> _Alıştırmalar_:
a) Unihertz Atom metnine göre Atom'un dikkat çektiği özellikleri listeleyin.
b) Unihertz Atom metnini son cümlesinden sonra sürdürün.

> _Kaynak Metin_:
▼
Akıllı telefonların boyutları giderek büyümeye devam ederken Unihertz Atom bunun tam tersini gerçekleştiriyor. Dünyanın en küçük ve en akıllı telefonu olarak lanse edilen Atom, Android işletim sistemi ile çalışıyor; sağlamlığı, suya ve darbelere dayanıklılığı ile de dikkat çekiyor. Unihertz bir önceki mikro – akıllı telefonu olan Jelly’i, minüskül mühendisliğin bir başyapıtı kabul edilebilecek olan Atom ile takip ederek şimdiye kadar tasarlanan en küçük dayanıklılık odaklı ürün ile kullanıcılarına eksiksiz bir Android deneyimi yaşatıyor.
▲
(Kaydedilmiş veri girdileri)
▼
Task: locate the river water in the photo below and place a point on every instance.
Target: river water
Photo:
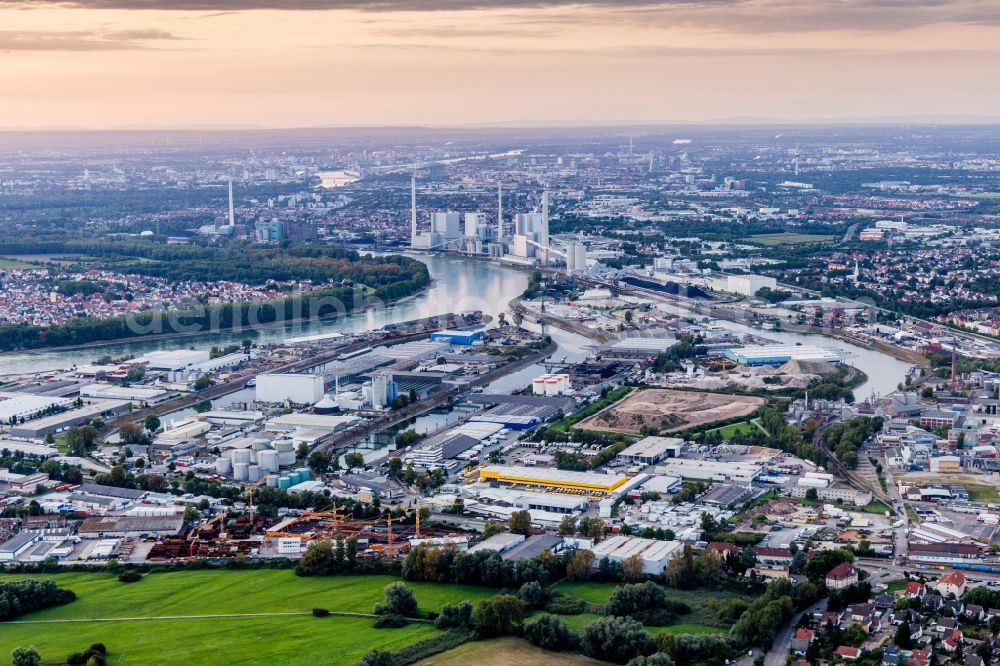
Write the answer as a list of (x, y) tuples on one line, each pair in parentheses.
[(458, 285)]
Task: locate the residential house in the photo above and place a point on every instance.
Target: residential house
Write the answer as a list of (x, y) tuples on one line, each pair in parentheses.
[(945, 625), (848, 653), (800, 642), (952, 584), (773, 556), (951, 642), (841, 576), (975, 612)]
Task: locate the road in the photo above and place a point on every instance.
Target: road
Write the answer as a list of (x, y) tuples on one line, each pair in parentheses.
[(849, 234), (778, 654)]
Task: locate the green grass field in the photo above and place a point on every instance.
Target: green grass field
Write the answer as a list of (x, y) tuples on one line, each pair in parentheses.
[(567, 422), (744, 427), (789, 238), (701, 619), (14, 264), (104, 603)]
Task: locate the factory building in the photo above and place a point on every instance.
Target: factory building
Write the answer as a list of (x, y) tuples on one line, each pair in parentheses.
[(655, 555), (300, 389), (550, 384), (56, 423), (710, 470), (748, 285), (134, 393), (23, 406), (457, 337), (651, 450), (638, 348), (173, 361), (552, 478), (778, 354)]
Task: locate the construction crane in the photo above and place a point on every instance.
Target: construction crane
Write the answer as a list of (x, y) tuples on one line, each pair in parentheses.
[(389, 520)]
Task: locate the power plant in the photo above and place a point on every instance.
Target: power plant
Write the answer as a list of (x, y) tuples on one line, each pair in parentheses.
[(472, 234)]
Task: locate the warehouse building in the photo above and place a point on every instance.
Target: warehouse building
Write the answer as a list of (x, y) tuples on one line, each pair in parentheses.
[(710, 470), (131, 526), (638, 348), (114, 392), (651, 450), (532, 547), (23, 406), (17, 545), (327, 423), (778, 354), (501, 542), (56, 423), (36, 450), (554, 479), (174, 360), (533, 500), (299, 389), (457, 337), (434, 452), (655, 555)]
▲
> _Yanıt Listesi_:
a)
- Sağlamlık
- Suya dayanıklılık
- Darbelere dayanıklılık

b)
Akıllı telefon üreticileri kullanıcıların bir cep telefonundan beklentilerinin; dev ekranlar, ultra ince gövdeler ve hafiflik olduğundan oldukça emin görünüyorlar. Bu ihtiyacı karşılamayı hedefleyen markaların satış rakamlarına bakıldığında bu beklentilerin aslında pek çok kişi için geçerli olduğu da kolaylıkla söylenebiliyor. Unihertz Atom ise bu anlayışı benimsemeyen, aktif bir yaşam tarzına sahip olan mesela doğa sporları yaparken düşürdüğünde kırılmayacak bir telefon isteyen kullanıcıları da göz ardı etmeyerek bu kitleye yönelik tasarladığı telefon ile pazardaki yerini alıyor.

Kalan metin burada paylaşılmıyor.